* Lista de exercícios:
A - Reescreva o trecho desde "Essa semana, imagino" até "mandou pra ela.", inclusive, trocando "Mariana" por "Carolina".
B - Responda com base no trecho:
(i) Quanto Mariana gastou só na última quarta-feira?
(ii) Que quantia ela sacou depois dessas compras?
(iii) Em que lugar Thiago diz que se encontrou com Natalia?

* Trecho para leitura:
+ + + + + + +
Essa semana, imagino eu, Mariana tem se dedicado aos presentes de Natal. Tá bem gastando o décimo terceiro! Duvida? Depois de meses fazendo compras pingadas, ela gastou, só na última quarta-feira, a bagatela de R$ 456,01. Tudo na Novotel, Sport Line e Zara. Depois, sacou R$ 103,00 pra fazer não-sei-o-quê. Fiquei curiosa porque já era quase meia noite e não lembro de saber dela sacando dinheiro esse horário nos últimos meses.
Acho que Mariana, assim como eu, também ganhou uma amiga literalmente oculta da telefonia móvel brasileira: a Natalia. Esses dias, recebi uma mensagem que o Thiago mandou pra ela.
- Boa tarde, Natalia! Aquele dia que nos encontramos no Gna Shopping, a Paula estava dentro das aulas de dança e de muai thai da academia. Acabou desencontrando de você. Uma pena, mas oportunidades não faltarão. Poderia me informar seu endereço de correspondência, por favor? Obrigado e até breve. Thiago.
+ + + + + + +
* Linhas de dados:

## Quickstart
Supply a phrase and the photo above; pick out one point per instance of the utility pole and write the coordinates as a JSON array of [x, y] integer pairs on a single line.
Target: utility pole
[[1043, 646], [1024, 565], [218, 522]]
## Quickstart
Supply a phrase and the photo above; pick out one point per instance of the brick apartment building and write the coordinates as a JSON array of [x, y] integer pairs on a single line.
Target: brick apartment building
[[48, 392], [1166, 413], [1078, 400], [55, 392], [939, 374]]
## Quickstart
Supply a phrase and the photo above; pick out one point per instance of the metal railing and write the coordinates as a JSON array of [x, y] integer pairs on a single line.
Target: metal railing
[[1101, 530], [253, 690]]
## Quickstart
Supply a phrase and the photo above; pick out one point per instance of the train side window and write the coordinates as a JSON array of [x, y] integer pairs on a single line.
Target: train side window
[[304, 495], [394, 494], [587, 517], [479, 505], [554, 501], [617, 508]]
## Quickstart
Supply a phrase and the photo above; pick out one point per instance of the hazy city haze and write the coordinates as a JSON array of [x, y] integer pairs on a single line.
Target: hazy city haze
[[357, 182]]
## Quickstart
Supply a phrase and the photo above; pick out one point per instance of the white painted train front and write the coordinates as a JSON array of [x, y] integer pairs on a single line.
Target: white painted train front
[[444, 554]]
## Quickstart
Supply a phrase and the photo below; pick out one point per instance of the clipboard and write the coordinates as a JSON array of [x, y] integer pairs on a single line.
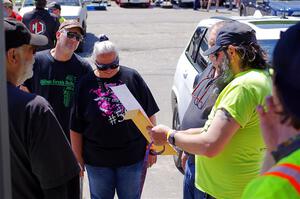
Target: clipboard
[[142, 122]]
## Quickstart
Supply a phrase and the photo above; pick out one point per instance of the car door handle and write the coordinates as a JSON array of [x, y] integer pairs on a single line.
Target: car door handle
[[185, 75]]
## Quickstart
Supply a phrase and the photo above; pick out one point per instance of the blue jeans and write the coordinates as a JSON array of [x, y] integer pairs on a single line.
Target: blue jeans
[[104, 181], [189, 188], [196, 4]]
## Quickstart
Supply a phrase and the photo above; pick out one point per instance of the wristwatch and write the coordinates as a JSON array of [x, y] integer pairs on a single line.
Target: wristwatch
[[171, 138]]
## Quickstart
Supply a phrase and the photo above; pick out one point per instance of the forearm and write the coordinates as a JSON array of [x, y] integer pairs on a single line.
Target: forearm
[[194, 142], [153, 119]]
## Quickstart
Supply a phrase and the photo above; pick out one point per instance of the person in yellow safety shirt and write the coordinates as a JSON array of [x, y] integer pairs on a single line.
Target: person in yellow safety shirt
[[281, 125]]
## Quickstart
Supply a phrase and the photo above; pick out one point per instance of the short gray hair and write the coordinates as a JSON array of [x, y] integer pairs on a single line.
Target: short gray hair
[[104, 47]]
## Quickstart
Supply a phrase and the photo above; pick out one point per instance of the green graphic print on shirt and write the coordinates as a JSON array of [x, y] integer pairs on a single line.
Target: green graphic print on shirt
[[68, 84]]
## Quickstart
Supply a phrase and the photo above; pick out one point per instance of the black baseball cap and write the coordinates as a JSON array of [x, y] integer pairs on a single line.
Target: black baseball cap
[[232, 33], [286, 62], [16, 35]]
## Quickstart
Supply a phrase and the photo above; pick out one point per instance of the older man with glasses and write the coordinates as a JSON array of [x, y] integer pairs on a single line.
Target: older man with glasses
[[57, 72], [42, 162]]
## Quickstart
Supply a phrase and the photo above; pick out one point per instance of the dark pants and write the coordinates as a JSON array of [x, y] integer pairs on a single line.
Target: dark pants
[[196, 4], [189, 188]]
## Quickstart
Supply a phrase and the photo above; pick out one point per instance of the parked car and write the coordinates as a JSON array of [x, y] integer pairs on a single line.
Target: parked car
[[145, 3], [192, 62], [270, 7], [70, 9]]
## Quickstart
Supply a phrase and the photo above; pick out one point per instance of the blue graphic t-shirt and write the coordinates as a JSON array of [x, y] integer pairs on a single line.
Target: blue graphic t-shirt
[[108, 139]]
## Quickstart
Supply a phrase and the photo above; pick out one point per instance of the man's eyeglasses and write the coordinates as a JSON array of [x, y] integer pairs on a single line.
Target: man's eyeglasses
[[75, 35], [216, 54], [113, 65]]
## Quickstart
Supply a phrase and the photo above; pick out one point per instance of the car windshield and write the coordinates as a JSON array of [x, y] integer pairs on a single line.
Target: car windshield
[[268, 46], [61, 2], [273, 24]]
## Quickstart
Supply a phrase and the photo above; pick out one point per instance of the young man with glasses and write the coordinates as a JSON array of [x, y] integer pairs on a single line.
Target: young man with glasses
[[42, 163], [111, 148], [229, 148], [40, 21], [8, 11], [57, 72]]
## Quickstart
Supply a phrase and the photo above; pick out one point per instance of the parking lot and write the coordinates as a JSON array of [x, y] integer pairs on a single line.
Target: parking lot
[[151, 41]]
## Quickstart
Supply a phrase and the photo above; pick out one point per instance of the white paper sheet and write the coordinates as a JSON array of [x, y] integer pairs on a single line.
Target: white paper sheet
[[126, 98]]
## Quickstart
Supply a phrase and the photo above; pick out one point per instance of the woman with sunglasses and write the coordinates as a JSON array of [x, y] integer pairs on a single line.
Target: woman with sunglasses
[[110, 148]]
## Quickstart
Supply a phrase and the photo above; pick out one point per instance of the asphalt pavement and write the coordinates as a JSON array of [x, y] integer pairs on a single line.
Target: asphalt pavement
[[151, 41]]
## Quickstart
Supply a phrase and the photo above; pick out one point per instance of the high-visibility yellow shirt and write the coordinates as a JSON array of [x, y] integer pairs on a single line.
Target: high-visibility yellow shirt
[[226, 175]]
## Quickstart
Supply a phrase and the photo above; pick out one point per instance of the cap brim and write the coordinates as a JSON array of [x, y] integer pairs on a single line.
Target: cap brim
[[211, 50], [74, 26], [38, 40]]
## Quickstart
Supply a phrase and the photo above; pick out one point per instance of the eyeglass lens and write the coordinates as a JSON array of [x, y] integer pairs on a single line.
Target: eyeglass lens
[[72, 35]]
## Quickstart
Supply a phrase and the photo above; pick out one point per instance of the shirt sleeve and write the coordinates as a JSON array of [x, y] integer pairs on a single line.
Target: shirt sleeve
[[51, 156], [146, 98], [240, 102]]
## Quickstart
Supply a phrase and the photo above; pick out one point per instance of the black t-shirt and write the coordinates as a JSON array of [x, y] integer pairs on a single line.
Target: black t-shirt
[[41, 157], [108, 139], [56, 81], [40, 21]]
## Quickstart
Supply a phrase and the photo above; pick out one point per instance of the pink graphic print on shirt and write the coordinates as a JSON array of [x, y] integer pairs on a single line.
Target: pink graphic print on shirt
[[108, 103]]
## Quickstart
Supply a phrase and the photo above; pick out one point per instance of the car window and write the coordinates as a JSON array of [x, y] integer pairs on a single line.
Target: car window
[[201, 61], [193, 47], [274, 24], [61, 2], [268, 46]]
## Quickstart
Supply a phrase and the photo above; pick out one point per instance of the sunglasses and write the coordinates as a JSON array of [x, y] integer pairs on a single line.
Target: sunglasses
[[75, 35], [113, 65]]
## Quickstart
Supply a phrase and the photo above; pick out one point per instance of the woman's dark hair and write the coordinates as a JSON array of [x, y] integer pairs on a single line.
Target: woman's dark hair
[[286, 115], [253, 56]]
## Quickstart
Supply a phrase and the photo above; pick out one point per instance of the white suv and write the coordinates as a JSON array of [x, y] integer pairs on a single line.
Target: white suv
[[192, 62]]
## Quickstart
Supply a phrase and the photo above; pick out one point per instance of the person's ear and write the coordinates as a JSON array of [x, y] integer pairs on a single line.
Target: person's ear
[[58, 33], [231, 50], [11, 56]]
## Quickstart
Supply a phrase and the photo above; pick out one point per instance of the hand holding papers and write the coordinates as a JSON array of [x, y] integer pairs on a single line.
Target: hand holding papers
[[136, 113]]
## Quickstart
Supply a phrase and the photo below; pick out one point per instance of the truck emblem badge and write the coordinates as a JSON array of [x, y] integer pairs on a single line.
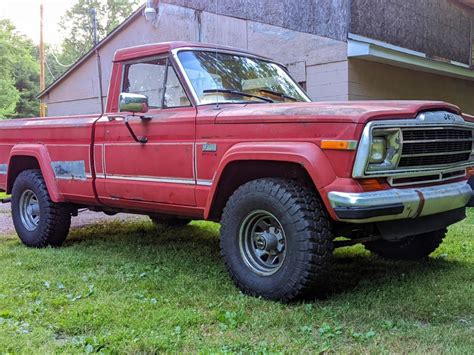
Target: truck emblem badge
[[209, 147]]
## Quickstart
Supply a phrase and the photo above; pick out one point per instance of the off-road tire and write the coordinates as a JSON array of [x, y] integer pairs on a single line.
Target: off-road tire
[[416, 247], [55, 218], [308, 235], [169, 222]]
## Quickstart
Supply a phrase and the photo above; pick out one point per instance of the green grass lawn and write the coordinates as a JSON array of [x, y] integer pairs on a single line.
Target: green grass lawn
[[131, 288]]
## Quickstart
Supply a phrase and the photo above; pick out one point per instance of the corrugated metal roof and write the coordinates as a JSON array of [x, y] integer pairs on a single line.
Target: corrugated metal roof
[[469, 3]]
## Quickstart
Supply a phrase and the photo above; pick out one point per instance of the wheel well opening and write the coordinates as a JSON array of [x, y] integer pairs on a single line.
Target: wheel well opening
[[17, 165], [240, 172]]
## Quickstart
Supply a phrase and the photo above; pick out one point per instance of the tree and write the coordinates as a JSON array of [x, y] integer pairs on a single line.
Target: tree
[[78, 26], [19, 74]]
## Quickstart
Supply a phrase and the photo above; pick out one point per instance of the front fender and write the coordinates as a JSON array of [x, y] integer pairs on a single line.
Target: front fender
[[308, 155], [40, 153]]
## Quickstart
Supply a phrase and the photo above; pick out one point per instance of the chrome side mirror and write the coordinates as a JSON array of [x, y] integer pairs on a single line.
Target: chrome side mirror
[[133, 103]]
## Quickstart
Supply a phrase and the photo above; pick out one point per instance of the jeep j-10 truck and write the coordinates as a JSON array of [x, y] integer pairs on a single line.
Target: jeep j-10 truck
[[198, 132]]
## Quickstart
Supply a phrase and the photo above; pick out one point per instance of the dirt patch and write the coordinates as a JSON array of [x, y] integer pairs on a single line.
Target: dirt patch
+ + + + + + +
* Lista de respostas:
A -
Essa semana, imagino eu, Carolina tem se dedicado aos presentes de Natal. Tá bem gastando o décimo terceiro! Duvida? Depois de meses fazendo compras pingadas, ela gastou, só na última quarta-feira, a bagatela de R$ 456,01. Tudo na Novotel, Sport Line e Zara. Depois, sacou R$ 103,00 pra fazer não-sei-o-quê. Fiquei curiosa porque já era quase meia noite e não lembro de saber dela sacando dinheiro esse horário nos últimos meses.
Acho que Carolina, assim como eu, também ganhou uma amiga literalmente oculta da telefonia móvel brasileira: a Natalia. Esses dias, recebi uma mensagem que o Thiago mandou pra ela.

B -
(i) R$ 456,01.
(ii) R$ 103,00.
(iii) No Gna Shopping.